As I learned to invest my own savings, I was stunned to find that I couldn’t simply type in a ticker and understand if a company was resource efficient, or named as a responsible party in a Superfund site, or managing their greenhouse gas emissions well. And I knew first hand that these things were reliable predictors of a company’s future financial demise or success.

That experience led me to create SASB, such that any investor could have material environmental and social information at their fingertips. That was in 2010, and the whole idea was that what got measured would get managed.

But sustainability has become synonymous with disclosure, which is not what our society and planet really needs. Disclosure is not the end game. Resilience is. Resilient companies are authentically committed to making a positive difference in the world over the long-term, and focus on beneficial environmental and social outcomes as core to their business strategy, not their CSR strategy. They build an engine of resilience to produce that change, not an engine of reporting to satisfy ratings.

Q: What do you see as the primary challenge facing advocates such as yourself today?

A: ESG investors, who now represent about a third of the total market, are actually part of the problem. Their vocal and voluminous calls for transparency on every issue under the sun have created a condition where what gets measured doesn’t get managed, it simply gets disclosed. Companies have become good at reporting, rather than focusing on improving performance on what matters.

Materiality based frameworks like SASB are good at illuminating specific risks, but sustainability issues are emerging with an unprecedented frequency and intensity. Sure, we could try to produce disclosure standards more quickly, but that misses the point. We have to focus on the capacity of companies to deal with whatever comes their way or better yet, ensure that in aggregate companies are not part of the problem, but part of the solution. Investors have not yet shifted their mindset away from transparency as the cure for all evils. They conflate understanding risk with managing risk, and those are two different things. Disclosure helps us understand risk. Only building better companies helps manage it.

SUPPLIED DATA:

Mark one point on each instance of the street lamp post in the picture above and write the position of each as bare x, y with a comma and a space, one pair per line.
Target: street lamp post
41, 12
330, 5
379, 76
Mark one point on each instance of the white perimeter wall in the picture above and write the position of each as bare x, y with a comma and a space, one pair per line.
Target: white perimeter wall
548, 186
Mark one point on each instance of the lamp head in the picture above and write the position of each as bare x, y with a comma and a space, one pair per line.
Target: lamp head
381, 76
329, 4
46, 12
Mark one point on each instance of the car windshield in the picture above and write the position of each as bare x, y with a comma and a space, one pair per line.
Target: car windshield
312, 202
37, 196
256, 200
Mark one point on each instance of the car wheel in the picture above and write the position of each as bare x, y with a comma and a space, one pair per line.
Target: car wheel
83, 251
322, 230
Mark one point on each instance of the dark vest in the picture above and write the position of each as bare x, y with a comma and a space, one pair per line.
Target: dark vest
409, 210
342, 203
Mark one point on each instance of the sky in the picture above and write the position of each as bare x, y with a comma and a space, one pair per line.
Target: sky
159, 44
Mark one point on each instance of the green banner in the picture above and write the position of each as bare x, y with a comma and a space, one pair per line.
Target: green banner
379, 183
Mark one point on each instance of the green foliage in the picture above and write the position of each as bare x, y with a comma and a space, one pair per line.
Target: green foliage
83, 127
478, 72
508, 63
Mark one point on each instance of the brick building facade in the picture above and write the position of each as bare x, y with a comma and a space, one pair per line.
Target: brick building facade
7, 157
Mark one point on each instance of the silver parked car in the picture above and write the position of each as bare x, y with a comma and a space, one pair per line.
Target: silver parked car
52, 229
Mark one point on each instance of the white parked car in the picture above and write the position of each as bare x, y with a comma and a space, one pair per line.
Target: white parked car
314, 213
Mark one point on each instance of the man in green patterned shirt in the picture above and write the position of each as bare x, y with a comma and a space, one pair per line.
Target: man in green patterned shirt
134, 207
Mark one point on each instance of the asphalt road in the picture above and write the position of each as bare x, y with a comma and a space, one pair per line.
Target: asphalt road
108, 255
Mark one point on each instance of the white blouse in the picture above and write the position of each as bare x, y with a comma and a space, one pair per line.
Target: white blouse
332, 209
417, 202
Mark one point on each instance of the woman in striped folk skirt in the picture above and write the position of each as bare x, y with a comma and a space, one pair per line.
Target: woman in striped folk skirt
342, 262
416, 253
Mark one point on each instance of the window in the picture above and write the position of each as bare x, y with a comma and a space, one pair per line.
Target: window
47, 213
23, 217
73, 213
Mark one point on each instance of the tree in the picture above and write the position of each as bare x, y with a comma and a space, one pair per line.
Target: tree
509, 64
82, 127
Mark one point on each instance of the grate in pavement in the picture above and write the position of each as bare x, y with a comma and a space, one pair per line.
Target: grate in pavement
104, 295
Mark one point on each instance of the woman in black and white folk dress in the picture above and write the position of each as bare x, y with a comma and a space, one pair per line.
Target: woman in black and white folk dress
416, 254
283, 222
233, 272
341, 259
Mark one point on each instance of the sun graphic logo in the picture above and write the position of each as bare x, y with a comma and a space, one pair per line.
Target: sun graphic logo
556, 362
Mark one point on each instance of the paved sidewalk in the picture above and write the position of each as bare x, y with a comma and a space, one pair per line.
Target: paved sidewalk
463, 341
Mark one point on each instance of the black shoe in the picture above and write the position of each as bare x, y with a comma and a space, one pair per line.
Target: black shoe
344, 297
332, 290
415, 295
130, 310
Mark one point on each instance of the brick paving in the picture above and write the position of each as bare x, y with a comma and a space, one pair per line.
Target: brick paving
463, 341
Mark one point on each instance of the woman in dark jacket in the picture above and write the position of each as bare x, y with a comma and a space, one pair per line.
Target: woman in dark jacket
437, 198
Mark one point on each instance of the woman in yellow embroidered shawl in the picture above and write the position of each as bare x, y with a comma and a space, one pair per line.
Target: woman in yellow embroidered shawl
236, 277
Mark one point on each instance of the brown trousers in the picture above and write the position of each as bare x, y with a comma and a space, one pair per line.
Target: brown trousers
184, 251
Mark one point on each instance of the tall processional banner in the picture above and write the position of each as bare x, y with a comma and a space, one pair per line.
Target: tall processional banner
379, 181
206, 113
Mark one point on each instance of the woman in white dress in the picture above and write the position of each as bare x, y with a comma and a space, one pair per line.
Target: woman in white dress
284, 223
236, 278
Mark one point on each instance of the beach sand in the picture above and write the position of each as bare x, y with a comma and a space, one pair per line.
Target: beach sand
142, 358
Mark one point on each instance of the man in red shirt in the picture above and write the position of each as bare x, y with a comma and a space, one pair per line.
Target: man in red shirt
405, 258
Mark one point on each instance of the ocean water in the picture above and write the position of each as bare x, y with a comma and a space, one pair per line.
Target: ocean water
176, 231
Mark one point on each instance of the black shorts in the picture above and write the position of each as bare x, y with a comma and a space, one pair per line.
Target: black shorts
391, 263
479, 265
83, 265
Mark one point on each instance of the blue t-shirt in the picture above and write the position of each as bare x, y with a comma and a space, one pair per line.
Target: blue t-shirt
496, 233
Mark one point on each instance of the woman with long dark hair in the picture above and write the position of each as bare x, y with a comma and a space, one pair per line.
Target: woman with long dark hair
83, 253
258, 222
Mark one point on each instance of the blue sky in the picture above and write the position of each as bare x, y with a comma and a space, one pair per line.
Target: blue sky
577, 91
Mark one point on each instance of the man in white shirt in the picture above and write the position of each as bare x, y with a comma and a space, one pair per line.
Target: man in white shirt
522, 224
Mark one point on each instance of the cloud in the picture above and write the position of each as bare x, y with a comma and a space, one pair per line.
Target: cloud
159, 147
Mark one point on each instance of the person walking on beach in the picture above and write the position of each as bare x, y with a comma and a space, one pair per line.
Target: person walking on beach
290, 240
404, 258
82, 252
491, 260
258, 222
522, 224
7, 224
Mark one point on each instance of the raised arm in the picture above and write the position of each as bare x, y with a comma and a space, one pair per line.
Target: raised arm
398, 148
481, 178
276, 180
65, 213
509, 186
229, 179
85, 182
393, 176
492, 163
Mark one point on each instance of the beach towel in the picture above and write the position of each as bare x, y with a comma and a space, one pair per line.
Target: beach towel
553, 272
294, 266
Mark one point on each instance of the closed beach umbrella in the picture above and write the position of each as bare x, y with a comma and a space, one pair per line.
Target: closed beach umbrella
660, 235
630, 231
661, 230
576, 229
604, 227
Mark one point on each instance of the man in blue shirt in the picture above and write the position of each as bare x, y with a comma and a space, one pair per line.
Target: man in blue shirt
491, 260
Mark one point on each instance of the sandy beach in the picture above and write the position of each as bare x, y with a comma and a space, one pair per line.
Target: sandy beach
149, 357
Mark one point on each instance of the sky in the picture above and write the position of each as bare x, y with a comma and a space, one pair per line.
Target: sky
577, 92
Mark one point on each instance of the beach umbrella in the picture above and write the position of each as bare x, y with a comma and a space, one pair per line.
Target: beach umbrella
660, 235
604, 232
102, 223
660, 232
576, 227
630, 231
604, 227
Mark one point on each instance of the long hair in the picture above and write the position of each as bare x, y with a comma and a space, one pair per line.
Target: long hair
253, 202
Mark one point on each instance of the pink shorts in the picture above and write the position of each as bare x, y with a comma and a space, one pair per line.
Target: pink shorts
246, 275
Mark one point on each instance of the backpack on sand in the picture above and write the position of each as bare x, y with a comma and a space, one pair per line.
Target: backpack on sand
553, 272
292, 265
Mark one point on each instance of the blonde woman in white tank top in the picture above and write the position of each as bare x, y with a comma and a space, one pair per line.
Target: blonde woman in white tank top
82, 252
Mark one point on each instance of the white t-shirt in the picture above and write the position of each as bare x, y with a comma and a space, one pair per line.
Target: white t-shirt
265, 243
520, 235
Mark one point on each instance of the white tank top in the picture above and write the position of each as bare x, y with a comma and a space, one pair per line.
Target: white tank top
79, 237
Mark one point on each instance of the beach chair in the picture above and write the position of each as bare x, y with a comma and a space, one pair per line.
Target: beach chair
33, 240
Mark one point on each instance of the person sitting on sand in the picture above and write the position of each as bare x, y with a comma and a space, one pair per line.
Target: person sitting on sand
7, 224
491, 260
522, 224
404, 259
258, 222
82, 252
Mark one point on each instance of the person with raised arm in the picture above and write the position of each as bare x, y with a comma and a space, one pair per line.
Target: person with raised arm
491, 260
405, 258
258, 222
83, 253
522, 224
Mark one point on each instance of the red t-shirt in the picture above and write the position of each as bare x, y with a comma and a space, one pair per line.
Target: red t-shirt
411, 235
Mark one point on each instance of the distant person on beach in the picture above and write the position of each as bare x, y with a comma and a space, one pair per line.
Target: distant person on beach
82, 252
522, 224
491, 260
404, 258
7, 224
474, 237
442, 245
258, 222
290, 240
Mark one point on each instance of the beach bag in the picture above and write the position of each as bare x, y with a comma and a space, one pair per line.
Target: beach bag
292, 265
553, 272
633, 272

ACTIVITY A:
Answer these from the sustainability interview:
(i) In what year was SASB created?
(ii) What share of the total market do ESG investors represent?
(iii) What does disclosure help with, and what alone helps manage risk?
ACTIVITY B:
Continue the sustainability interview from the end of its final paragraph.

ANSWER AREA A:
(i) 2010
(ii) About a third
(iii) Disclosure helps with understanding risk. Only building better companies helps manage it.

ANSWER AREA B:
Q: How do you explain resilience as a value proposition to skeptics?

A: Corporate resilience comes from a commitment to a long-term strategy, with innovation on environmental and social issues at the core. This necessitates a new social contract whereby stakeholders’ priorities are intertwined with the company’s priorities. Operating in this way is a necessary condition for long-term financial performance as we enter the age of stakeholder capitalism. Stakeholders’ concerns are at the root of ideation for future products, services and markets (thereby driving long-term growth), and, conversely, if those needs remain unmet or ignored, they have the potential to create financially material conditions for companies (thereby contributing to negative events and volatility). This is what it means to compete in the age of stakeholder capitalism.

Resilience is an essential competitive advantage that affects financial volatility, not an optional activity like philanthropy.

Q: What has to change in our society to lead to action globally?  

We have to employ systems-level thinking. As an engineer, that comes naturally to me. The risks facing portfolios, markets, and society at large are systemic risks. It’s not about one company’s diversity problem or another company’s GHG emissions, as if picking another, better performing stock is the answer. It’s the aggregate, unbridled, corporate contribution to inequality and climate change: two systemic risks that cannot be diversified.

So we need to think about different levers of change — how companies are mitigating systemic risks, i.e. not just managing short term risks to their own company, and policy levers as well, that can address the sectoral and market contributions to global instability.

If every investor just focused on two issues — climate risk and inequality, which are the two prominent systemic risks facing portfolios and strategies — and did what they could to re-allocate accordingly, we could perhaps move the needle on issues that can map a new path forward.